For this exercise, the reply is the listing below, reproduced exactly.

----------------------------------------

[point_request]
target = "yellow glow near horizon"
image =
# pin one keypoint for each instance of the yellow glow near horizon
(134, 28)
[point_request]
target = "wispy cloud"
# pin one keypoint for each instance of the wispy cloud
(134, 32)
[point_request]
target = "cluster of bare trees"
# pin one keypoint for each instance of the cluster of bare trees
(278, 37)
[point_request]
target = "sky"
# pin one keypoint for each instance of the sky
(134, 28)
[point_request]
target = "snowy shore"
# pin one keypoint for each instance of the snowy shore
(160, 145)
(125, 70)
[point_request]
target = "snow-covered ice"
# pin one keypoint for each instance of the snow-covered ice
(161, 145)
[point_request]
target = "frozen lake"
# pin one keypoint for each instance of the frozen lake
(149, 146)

----------------------------------------

• TASK RESULT
[point_request]
target = "yellow glow near horizon"
image =
# pin one keypoint for each instance of the yellow glow near horizon
(134, 28)
[point_request]
target = "wispy cloud"
# pin one keypoint for each instance of the wispy cloud
(134, 32)
[point_request]
target = "cluster of bare trees"
# pin one keypoint for each instance of the cluster of bare trees
(278, 37)
[point_request]
target = "sky"
# pin one keypoint for each instance of the sky
(134, 28)
[point_request]
target = "snowy shore"
# pin one keypoint for each instance of the snowy shore
(160, 145)
(125, 70)
[point_request]
target = "snow-covered ice"
# pin one keypoint for each instance of the snow-covered ice
(161, 145)
[point_request]
target = "frozen lake"
# pin one keypoint for each instance of the frozen lake
(149, 146)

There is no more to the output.